Answer these questions about the 1924 poolroom ordinance text:
1. Who was largely responsible for the ordinance?
2. How many billiard halls does Polk's City Directory list within the city of Manistee in 1922-23?
3. What license fee was set for the first pool table?

───── Excerpt

The local poolroom ordinance of 1924

One of the favorite pastimes for a select number of sporting enthusiasts is the game of pool or billiards.

Police Chief Thomas Grady was largely responsible for the local pool room ordinance of 1924.

While still somewhat popular today, billiards were even more popular during the 19th and early 20th centuries as it provided a place for men to gather, shoot pool and pass the time hoisting a few drinks. However, in the early 1920s, a new ordinance was put into effect in the City of Manistee that would attempt to set new standards for local pool halls with the hope that said business establishments would “clean up their act”.

With the passing of the 18th Amendment prohibiting the consumption of alcohol in the United States, and Michigan becoming a dry state prior to that, many bar and saloon owners were forced to either close up shop or change the way they did business. This meant that while alcohol was illegal, “soft drinks” or cereal beverages were not. Likewise, the game of billiards was still legal leading saloon owners to become billiard hall owners.

As we all know, even though alcohol was against the law, people still produced it, people still drank it and “billiard hall owners” in many cases, were associated with it. According to Polk’s City Directory there were nine billiard halls within the city of Manistee in 1922-23 listed as such: Clement & DeCair (409 River St.), Louis Haidt (389 River St.), Hansen & Nelsen (303 First St.), Gustav Larson (219 5th St.), William F. Mau (300 Sibben St.), Peter Nelson (310 River St.), Walter Rutski (295 First St.), Charles Snyder (121 Washington St.), Otto Thorsen (900 Vine St.). In addition there were six billiard halls outside of the city limits.

As the pool rooms in town seemed somewhat secretive, and one could never really get much of an idea of what was going on inside (such as the partaking of illegal substances), Police Chief Thomas Grady decided to make this known to the city fathers. An article published in the Manistee News Advocate on December 19, 1923 details the reasons behind a proposed poolroom ordinance:

“City Attorney Howard Campbell and Chief of Police Thomas Grady will draft an ordinance regulating pool rooms within the city of Manistee under a resolution adopted by the commission Tuesday night.

“The subject was brought up by Mayor Rademaker, who stated that Chief Grady had previously mentioned the matter to him. There upon the Chief took the floor and explained to the commissioners why he believed such an ordinance would be useful in bettering conditions in the city.

“The reason most stressed was that the pool rooms would then be required to pull down the curtains that now shut off the view of the public. The Chief believes that people have a right to see what is going on inside a pool room as well as in other buildings the public frequents and added that the removal of curtains would at least lessen the suspicion regarding some local places.

“Mayor Rademaker declared that he understood the best feature of such an ordinance is that the places coming under the ordinance can be searched without a warrant.

“It is probable that not only poolrooms will come under the new ordinance, but all other business in a habit of keeping curtains across the street windows so that the interior cannot be seen.

“Commissioner Thompson made the motion and Commissioner Mertens seconded, the entire body approving it.”

A few weeks later the matter was brought up once again at the city commission meeting with an ordinance drafted by the City Attorney, the Chief of Police and the City Manager. In an article published in the News Advocate on January 9, 1923, the proposed ordinance listed several stipulations. Details from the meeting follow:

“Some of the provision of the act are:

“License fees of $5 shall be paid on the first pool table and $1 on every table more than one.

──────────
───── Raw data

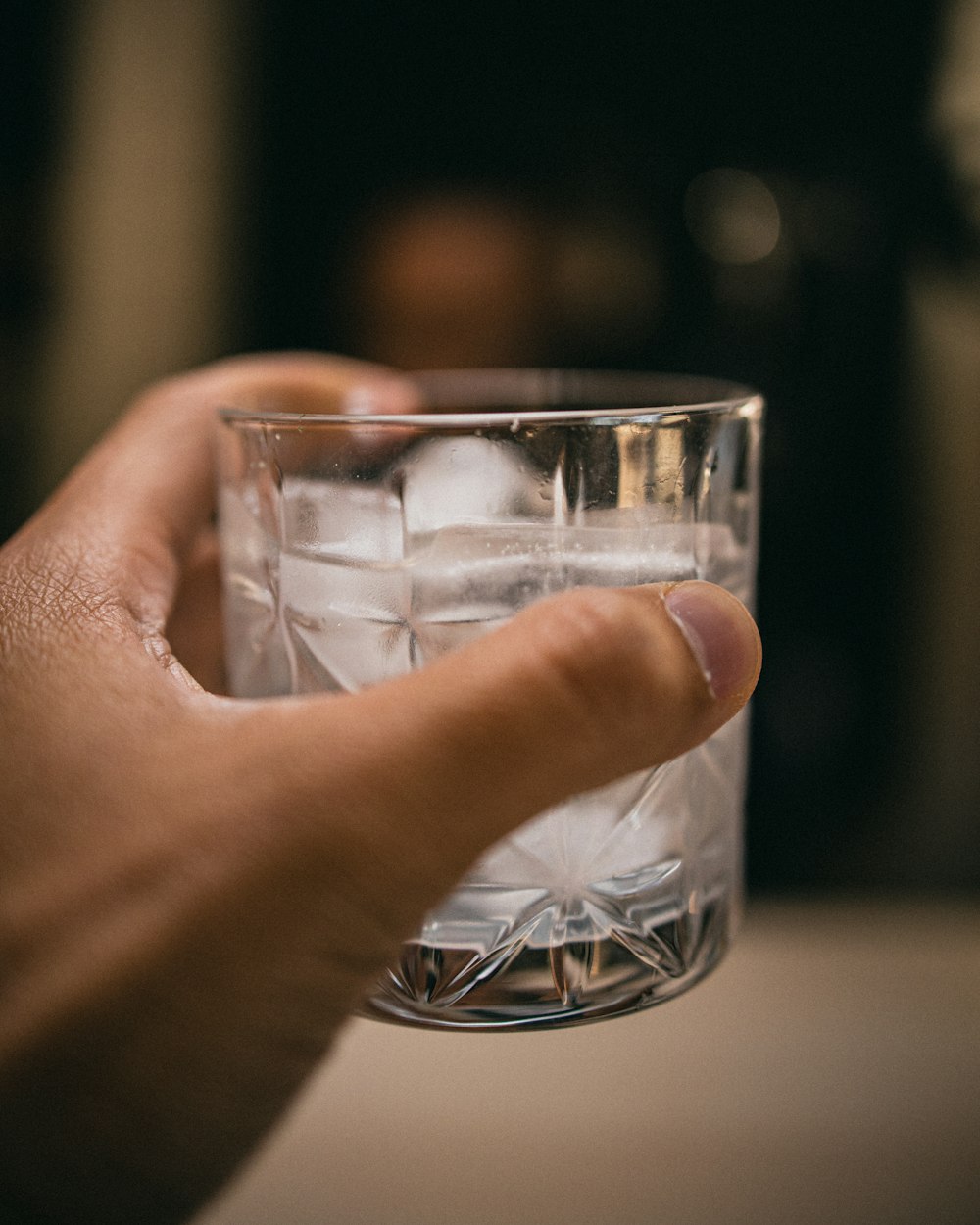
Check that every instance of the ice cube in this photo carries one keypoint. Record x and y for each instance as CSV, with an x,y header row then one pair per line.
x,y
456,480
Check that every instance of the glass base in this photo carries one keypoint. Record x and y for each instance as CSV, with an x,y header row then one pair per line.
x,y
532,988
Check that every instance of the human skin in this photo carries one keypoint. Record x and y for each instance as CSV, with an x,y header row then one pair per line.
x,y
197,891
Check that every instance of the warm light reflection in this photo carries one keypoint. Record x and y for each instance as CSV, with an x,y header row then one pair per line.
x,y
731,216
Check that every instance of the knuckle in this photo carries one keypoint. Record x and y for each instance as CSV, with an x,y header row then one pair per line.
x,y
621,667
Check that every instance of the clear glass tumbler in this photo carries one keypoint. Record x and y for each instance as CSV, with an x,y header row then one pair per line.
x,y
357,547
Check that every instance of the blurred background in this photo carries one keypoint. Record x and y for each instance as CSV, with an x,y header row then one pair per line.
x,y
787,195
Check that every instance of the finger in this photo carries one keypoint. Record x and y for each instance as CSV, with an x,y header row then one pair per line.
x,y
576,691
195,628
137,503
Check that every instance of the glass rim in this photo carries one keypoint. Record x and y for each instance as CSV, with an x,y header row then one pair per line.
x,y
513,397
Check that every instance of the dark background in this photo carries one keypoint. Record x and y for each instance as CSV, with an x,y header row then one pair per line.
x,y
627,104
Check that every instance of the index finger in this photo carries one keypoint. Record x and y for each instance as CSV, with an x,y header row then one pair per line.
x,y
135,506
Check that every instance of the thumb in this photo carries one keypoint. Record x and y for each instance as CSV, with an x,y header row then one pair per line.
x,y
573,692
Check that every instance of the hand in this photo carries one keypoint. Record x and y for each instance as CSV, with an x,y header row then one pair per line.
x,y
197,891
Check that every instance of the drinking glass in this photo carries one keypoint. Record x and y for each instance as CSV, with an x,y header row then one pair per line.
x,y
358,545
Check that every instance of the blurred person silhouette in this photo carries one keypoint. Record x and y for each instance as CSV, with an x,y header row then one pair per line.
x,y
464,274
196,895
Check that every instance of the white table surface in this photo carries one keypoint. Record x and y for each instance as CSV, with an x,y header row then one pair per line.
x,y
828,1072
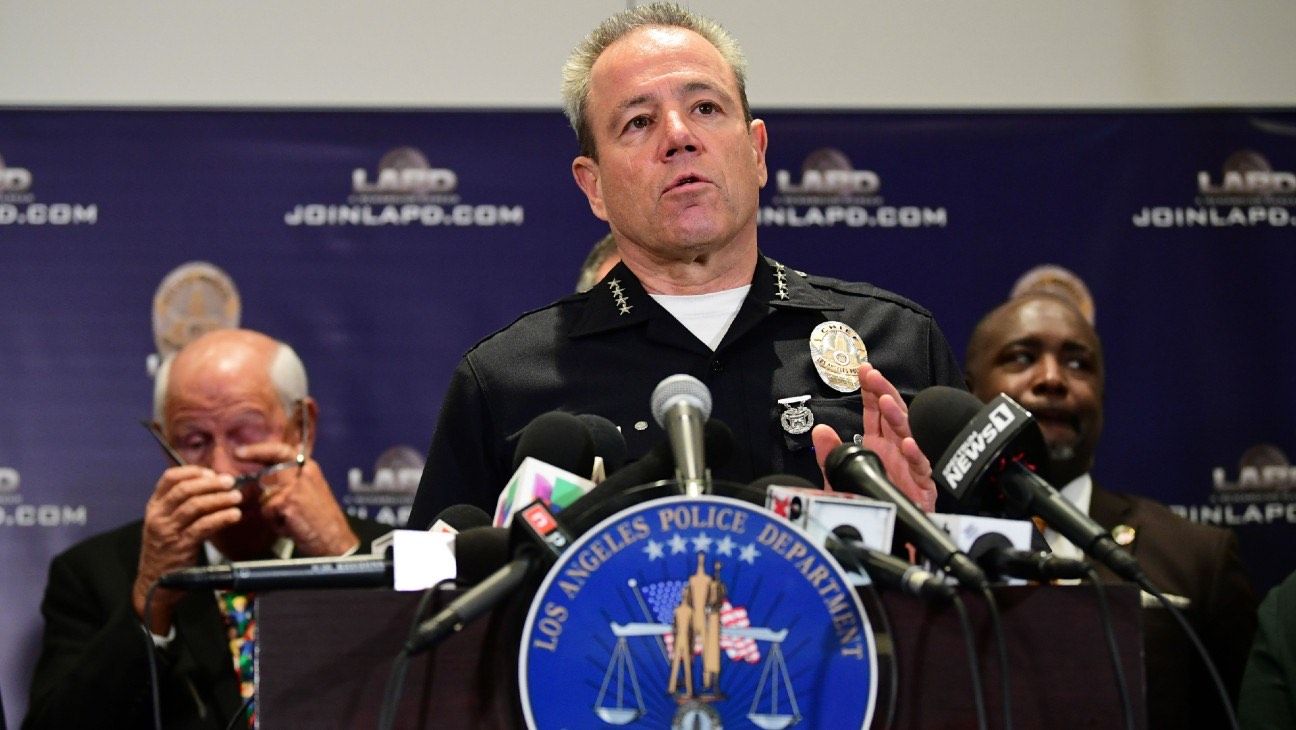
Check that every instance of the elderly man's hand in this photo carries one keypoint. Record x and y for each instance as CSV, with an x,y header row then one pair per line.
x,y
887,435
301,505
188,506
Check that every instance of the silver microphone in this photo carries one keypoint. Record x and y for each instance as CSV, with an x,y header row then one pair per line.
x,y
681,405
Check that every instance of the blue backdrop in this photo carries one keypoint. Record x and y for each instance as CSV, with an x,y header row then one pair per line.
x,y
382,245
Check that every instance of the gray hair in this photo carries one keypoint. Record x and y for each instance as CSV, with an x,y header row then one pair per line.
x,y
287,374
600,253
579,64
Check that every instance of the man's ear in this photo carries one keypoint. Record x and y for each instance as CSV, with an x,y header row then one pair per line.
x,y
760,143
586,173
312,416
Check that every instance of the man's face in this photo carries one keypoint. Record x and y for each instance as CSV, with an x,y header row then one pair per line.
x,y
679,170
218,402
1047,358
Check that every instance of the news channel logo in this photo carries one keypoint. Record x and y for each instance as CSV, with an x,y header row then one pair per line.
x,y
697,612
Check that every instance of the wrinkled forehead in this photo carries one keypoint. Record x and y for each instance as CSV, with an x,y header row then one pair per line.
x,y
1049,319
655,52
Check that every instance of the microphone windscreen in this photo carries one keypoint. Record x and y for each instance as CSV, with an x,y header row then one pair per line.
x,y
559,440
937,415
478,553
464,516
608,441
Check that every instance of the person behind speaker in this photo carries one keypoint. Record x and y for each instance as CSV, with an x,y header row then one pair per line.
x,y
673,160
1045,354
232,402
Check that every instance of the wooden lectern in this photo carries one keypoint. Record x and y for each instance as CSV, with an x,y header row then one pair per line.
x,y
323,659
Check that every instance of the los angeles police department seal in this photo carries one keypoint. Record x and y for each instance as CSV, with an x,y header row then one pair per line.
x,y
837,352
193,300
696,612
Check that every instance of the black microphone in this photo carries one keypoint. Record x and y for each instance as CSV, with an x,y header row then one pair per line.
x,y
997,556
853,468
559,440
977,454
474,602
608,441
682,403
885,569
478,553
350,572
463,516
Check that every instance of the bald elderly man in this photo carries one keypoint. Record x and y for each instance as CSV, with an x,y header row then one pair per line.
x,y
232,405
1043,353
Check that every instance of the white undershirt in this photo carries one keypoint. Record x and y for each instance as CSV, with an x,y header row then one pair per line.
x,y
1078,493
708,317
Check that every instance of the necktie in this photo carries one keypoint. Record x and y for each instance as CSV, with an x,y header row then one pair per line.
x,y
241,630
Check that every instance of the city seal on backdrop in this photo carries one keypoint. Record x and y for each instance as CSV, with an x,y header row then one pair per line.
x,y
696,612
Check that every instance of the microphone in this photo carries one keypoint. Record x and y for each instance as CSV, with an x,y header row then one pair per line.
x,y
853,468
681,403
469,606
350,572
557,438
618,490
977,454
997,556
887,569
460,518
608,441
478,553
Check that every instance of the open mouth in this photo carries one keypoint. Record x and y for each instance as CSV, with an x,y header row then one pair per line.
x,y
1056,419
684,180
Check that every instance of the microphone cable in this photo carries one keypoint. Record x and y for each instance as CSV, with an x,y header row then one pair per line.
x,y
1196,643
152,655
856,565
1002,646
973,661
394,689
1104,611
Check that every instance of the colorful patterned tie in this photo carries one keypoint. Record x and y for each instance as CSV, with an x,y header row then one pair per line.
x,y
241,630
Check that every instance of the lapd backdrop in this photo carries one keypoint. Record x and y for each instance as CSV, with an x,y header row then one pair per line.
x,y
382,245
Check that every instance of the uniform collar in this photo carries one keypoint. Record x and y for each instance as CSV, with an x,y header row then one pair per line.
x,y
620,300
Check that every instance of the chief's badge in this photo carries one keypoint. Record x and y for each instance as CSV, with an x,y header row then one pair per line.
x,y
796,418
697,612
837,352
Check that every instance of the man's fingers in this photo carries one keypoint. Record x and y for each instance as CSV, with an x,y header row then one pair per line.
x,y
211,523
266,453
192,510
894,416
918,462
824,440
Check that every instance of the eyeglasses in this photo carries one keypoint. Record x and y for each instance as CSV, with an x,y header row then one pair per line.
x,y
268,477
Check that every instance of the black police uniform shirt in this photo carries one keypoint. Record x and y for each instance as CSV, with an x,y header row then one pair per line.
x,y
604,350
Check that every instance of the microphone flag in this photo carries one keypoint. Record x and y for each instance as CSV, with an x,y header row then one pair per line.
x,y
537,480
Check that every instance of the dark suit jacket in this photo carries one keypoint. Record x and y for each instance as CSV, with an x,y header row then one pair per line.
x,y
93,660
1200,563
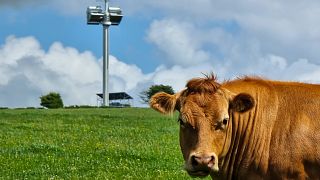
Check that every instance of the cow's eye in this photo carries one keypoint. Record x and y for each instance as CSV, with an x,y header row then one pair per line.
x,y
181,122
225,121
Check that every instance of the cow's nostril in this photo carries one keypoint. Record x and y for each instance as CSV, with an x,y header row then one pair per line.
x,y
202,161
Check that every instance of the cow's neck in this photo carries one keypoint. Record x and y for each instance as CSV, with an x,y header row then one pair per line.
x,y
249,142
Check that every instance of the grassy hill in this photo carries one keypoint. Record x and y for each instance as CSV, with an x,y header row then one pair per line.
x,y
120,143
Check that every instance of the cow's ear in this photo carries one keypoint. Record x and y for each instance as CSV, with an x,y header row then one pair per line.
x,y
163,102
242,102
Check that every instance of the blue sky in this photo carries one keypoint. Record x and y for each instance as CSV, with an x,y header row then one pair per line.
x,y
47,45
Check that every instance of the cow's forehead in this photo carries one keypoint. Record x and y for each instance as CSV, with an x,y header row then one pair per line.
x,y
204,102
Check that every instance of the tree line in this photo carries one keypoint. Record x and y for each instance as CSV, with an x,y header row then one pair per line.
x,y
53,100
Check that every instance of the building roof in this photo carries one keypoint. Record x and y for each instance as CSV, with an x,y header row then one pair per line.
x,y
116,96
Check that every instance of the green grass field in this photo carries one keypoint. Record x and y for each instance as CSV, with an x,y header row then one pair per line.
x,y
130,143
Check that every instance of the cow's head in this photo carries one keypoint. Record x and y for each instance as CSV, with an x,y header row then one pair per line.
x,y
204,119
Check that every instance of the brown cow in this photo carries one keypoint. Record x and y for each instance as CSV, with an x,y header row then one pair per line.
x,y
248,128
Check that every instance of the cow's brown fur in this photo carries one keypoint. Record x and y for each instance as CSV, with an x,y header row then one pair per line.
x,y
272,130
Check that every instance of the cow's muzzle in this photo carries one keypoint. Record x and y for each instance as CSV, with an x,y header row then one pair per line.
x,y
201,165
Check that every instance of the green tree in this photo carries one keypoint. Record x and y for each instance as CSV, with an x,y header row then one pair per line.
x,y
146,95
51,101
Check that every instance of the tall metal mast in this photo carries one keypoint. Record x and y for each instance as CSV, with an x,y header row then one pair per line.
x,y
105,78
110,16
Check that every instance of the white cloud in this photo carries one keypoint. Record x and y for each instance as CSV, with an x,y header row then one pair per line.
x,y
178,41
27,72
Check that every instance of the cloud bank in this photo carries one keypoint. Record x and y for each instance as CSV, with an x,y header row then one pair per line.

──────────

--- Response to the task ---
1. Police Chief Thomas Grady
2. Nine
3. $5